Stored items
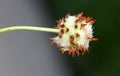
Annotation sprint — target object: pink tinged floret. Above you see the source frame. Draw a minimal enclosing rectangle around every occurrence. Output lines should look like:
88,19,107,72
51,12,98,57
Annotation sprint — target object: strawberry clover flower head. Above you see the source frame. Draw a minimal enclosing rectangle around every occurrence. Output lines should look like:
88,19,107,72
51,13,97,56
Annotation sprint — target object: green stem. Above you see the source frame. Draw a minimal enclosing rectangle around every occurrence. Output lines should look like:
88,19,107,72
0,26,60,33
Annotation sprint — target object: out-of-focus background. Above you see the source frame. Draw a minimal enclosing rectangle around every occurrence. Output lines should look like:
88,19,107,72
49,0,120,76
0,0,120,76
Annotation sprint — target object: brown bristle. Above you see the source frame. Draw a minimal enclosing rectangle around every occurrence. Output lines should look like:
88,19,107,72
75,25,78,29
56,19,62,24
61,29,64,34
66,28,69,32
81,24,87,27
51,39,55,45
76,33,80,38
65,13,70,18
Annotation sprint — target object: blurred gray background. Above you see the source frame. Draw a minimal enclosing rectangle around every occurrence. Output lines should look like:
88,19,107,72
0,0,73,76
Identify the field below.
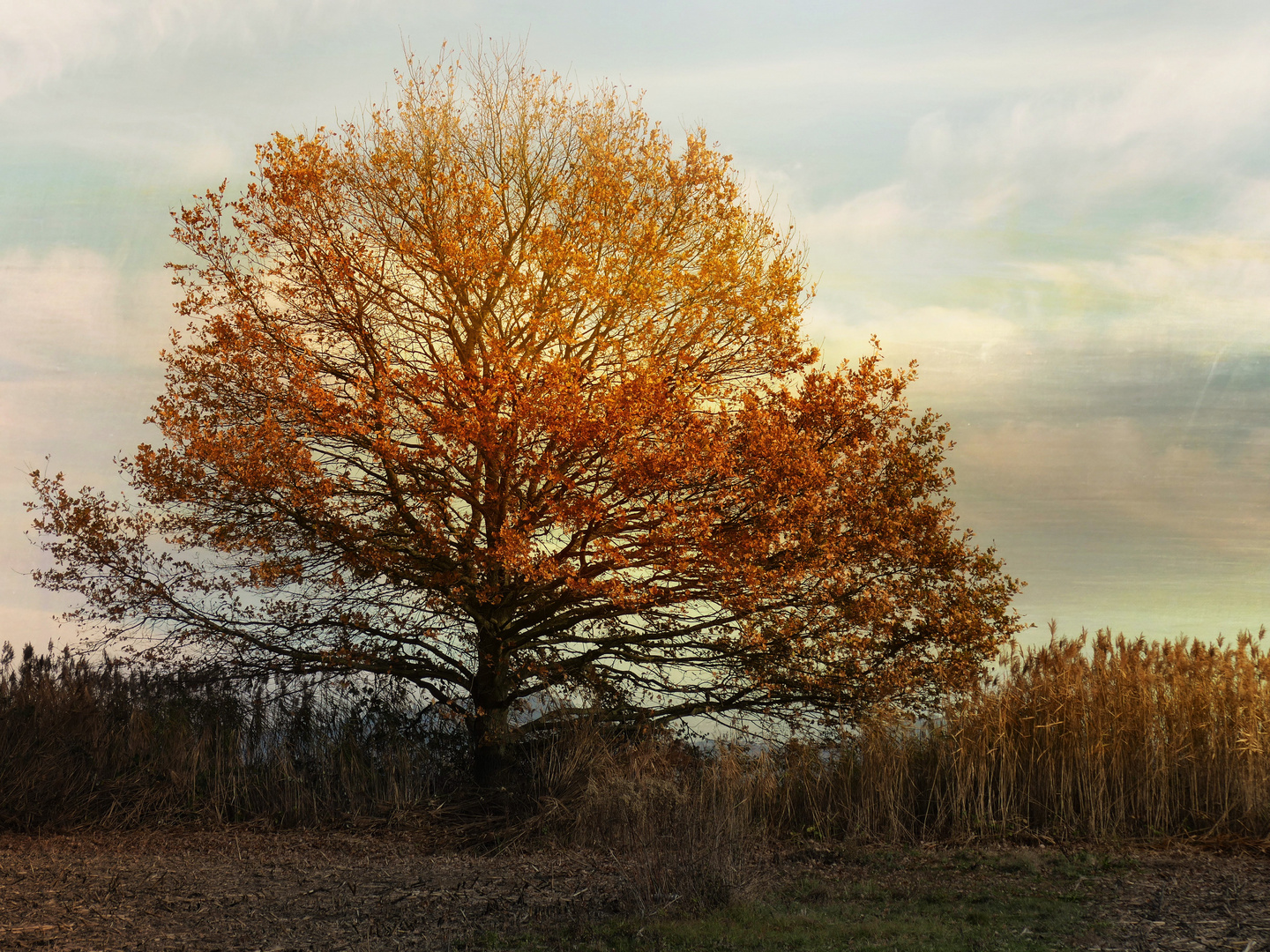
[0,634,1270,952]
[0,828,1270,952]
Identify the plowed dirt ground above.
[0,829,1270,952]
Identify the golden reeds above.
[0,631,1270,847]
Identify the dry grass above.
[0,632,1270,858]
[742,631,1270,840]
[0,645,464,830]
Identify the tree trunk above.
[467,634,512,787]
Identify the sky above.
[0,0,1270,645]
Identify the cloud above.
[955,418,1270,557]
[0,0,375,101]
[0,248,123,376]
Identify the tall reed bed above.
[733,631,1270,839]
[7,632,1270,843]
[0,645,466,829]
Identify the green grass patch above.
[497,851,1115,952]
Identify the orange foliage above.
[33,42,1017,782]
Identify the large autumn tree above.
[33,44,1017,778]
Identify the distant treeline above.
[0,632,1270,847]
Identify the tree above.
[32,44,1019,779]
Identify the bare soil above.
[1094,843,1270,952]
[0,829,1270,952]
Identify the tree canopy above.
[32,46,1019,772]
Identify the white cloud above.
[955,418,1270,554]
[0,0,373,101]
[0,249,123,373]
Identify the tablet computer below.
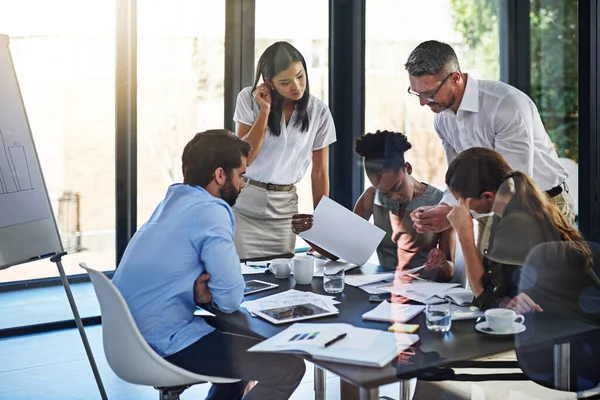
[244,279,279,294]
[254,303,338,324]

▸ **DIRECTIVE**: Can you render the lines of the items starting at the one containing "Identify the golden reeds above." and ending at the one containing "[33,44,1017,778]" as a numbered list, with blank lines left out?

▸ **WRITTEN RESPONSE**:
1. Identify the golden reeds above.
2. [0,631,1270,847]
3. Identify the dry grass above.
4. [0,632,1270,858]
5. [742,631,1270,840]
6. [0,645,464,830]
7. Identify the tree trunk above.
8. [467,634,512,787]
9. Identify the sky above.
10. [0,0,1270,645]
11. Identify the cloud above.
12. [955,418,1270,557]
13. [0,0,375,101]
14. [0,248,123,376]
15. Identify the tall reed bed above.
16. [733,631,1270,839]
17. [7,632,1270,843]
18. [0,645,466,829]
19. Identify the green grass patch above.
20. [497,851,1115,952]
21. Identify the orange foliage above.
22. [33,42,1017,782]
23. Identify the large autumn tree above.
24. [33,44,1017,778]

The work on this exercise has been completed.